Put each line of the entries below into a JSON list of strings, one string per line, and leave out any blank lines.
++++
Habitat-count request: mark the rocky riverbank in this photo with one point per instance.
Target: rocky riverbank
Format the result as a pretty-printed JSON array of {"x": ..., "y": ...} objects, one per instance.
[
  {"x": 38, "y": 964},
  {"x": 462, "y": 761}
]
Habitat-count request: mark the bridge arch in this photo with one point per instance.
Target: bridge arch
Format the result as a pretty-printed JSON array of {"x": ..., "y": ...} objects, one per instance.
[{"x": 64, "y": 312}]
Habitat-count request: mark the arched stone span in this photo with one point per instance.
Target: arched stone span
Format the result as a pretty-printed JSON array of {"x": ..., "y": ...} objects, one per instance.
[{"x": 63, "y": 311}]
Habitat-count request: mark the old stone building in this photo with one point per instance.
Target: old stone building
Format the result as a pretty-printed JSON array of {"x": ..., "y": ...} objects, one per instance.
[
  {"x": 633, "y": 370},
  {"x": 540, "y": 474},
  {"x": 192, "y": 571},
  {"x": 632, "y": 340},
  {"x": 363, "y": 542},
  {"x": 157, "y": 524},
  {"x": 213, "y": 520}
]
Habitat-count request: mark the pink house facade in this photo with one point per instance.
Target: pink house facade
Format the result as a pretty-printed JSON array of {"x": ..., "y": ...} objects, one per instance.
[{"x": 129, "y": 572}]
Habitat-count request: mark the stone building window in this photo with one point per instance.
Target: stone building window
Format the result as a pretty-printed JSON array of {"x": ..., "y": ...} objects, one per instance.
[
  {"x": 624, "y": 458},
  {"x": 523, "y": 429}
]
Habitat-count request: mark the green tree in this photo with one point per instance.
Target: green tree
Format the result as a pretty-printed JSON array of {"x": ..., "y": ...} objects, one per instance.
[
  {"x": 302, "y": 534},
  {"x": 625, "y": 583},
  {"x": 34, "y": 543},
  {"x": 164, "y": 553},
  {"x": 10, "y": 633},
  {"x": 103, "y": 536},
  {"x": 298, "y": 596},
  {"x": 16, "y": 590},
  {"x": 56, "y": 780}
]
++++
--- Exercise output ---
[
  "Habitat-count request: mark the rocky riverbank in this photo with one point per instance.",
  "Target: rocky riverbank",
  "Format the result as a pretty-printed JSON array of {\"x\": ..., \"y\": ...} objects, one per instance.",
  "[",
  "  {\"x\": 38, \"y\": 964},",
  "  {\"x\": 462, \"y\": 761}",
  "]",
  "Habitat-count request: mark the bridge arch in this photo with one point per instance.",
  "Target: bridge arch",
  "Format the result as a pretty-printed JSON array of {\"x\": ..., \"y\": ...} objects, one per instance.",
  "[{\"x\": 64, \"y\": 312}]",
  "Habitat-count request: mark the arched stone span in this photo with one point per instance.",
  "Target: arched stone span",
  "Format the result as a pretty-printed JSON array of {\"x\": ..., \"y\": ...} objects, one per instance.",
  "[{\"x\": 63, \"y\": 311}]",
  "Habitat-count request: mark the old stone building in this photo with one point per instance.",
  "Target: old stone building",
  "Format the result as a pretty-printed JSON array of {\"x\": ..., \"y\": ...} objects, one per instance.",
  "[",
  "  {\"x\": 633, \"y\": 370},",
  "  {\"x\": 540, \"y\": 474},",
  "  {\"x\": 192, \"y\": 571},",
  "  {\"x\": 632, \"y\": 340},",
  "  {\"x\": 363, \"y\": 542},",
  "  {\"x\": 157, \"y\": 524},",
  "  {\"x\": 213, \"y\": 520}",
  "]",
  "Habitat-count request: mark the pink house facade in this photo with one point per instance.",
  "Target: pink house facade",
  "Format the result as a pretty-printed JSON array of {\"x\": ..., \"y\": ...} objects, one per instance.",
  "[{\"x\": 129, \"y\": 572}]",
  "Habitat-count request: mark the stone building window in this photo with one point per instance.",
  "Target: stone building window",
  "Format the result as a pretty-printed JSON array of {\"x\": ..., \"y\": ...} objects, one per instance.",
  "[",
  "  {\"x\": 624, \"y\": 458},",
  "  {\"x\": 523, \"y\": 429}",
  "]",
  "Habitat-count request: mark the green tree in this photo with one point per instance.",
  "Target: green tree",
  "Format the result as a pretty-printed JSON array of {\"x\": ..., \"y\": ...} objects, one per instance.",
  "[",
  "  {\"x\": 302, \"y\": 534},",
  "  {\"x\": 625, \"y\": 583},",
  "  {\"x\": 34, \"y\": 543},",
  "  {\"x\": 164, \"y\": 553},",
  "  {\"x\": 10, \"y\": 633},",
  "  {\"x\": 103, \"y\": 536},",
  "  {\"x\": 298, \"y\": 596},",
  "  {\"x\": 16, \"y\": 590},",
  "  {\"x\": 56, \"y\": 780}",
  "]"
]